Petunjuk Tugas:
Tuliskan ulang kata demi kata seluruh tulisan tentang pemberontakan PKI di Madiun tahun 1948 yang tercantum di bawah.

Dokumen Sumber:
· · · · ·

Khianat Superkeji PKI 18 September 1948. Oleh M. Anwar Djaelani, penulis buku “Jejak Kisah Pengukir Sejarah”
PWMU.CO – Khianat, perilaku terlarang! Tapi, Partai Komunis Indonesia (PKI) lebih dari sekali melakukannya. Pemberontakan PKI, di Madiun pada 18 September 1948, adalah salah satunya. Modusnya, sangat keji, yaitu dengan menghabisi target (terutama dari kalangan kiai dan santri) dengan aneka cara yang sangat sadis.

· · · · ·

Data Mentah:
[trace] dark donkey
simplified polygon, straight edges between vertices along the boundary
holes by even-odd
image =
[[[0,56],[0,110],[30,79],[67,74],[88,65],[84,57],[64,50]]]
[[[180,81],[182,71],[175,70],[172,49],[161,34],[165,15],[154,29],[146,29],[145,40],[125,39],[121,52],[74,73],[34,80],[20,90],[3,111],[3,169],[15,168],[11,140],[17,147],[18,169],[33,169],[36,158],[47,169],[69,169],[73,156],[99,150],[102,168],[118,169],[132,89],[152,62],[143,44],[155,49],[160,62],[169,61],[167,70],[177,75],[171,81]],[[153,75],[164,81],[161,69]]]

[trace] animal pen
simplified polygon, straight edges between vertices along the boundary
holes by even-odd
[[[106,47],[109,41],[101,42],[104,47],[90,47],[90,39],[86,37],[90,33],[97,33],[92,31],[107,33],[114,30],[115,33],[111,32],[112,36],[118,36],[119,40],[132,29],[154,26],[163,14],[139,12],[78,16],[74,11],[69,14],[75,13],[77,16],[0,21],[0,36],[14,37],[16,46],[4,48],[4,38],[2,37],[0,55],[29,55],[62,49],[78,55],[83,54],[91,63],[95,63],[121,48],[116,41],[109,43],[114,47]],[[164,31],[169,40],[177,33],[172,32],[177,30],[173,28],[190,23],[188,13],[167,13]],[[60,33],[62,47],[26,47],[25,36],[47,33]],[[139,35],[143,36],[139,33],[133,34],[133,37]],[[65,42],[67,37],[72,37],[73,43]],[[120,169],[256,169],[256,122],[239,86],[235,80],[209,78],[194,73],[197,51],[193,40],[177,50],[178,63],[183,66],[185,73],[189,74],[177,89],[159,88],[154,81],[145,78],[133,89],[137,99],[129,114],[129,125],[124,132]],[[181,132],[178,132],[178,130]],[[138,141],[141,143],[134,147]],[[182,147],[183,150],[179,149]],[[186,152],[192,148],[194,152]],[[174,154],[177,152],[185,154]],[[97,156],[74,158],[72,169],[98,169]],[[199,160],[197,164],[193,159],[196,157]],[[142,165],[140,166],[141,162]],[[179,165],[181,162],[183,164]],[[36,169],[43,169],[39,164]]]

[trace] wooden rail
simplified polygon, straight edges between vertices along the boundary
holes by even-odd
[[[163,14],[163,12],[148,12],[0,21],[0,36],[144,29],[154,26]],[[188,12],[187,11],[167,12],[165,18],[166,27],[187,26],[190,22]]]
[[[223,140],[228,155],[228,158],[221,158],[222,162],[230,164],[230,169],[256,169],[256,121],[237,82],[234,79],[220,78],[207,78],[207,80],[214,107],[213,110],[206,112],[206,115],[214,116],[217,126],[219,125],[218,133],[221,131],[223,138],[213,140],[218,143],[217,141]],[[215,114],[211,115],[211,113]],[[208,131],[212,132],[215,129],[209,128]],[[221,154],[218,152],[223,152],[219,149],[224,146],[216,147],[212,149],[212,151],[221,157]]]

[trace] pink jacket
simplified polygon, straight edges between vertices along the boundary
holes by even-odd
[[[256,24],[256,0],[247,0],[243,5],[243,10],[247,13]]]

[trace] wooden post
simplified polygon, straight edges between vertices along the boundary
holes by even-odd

· · · · ·

Hasil:
Khianat Superkeji PKI 18 September 1948. Oleh M. Anwar Djaelani, penulis buku “Jejak Kisah Pengukir Sejarah”
PWMU.CO – Khianat, perilaku terlarang! Tapi, Partai Komunis Indonesia (PKI) lebih dari sekali melakukannya. Pemberontakan PKI, di Madiun pada 18 September 1948, adalah salah satunya. Modusnya, sangat keji, yaitu dengan menghabisi target (terutama dari kalangan kiai dan santri) dengan aneka cara yang sangat sadis.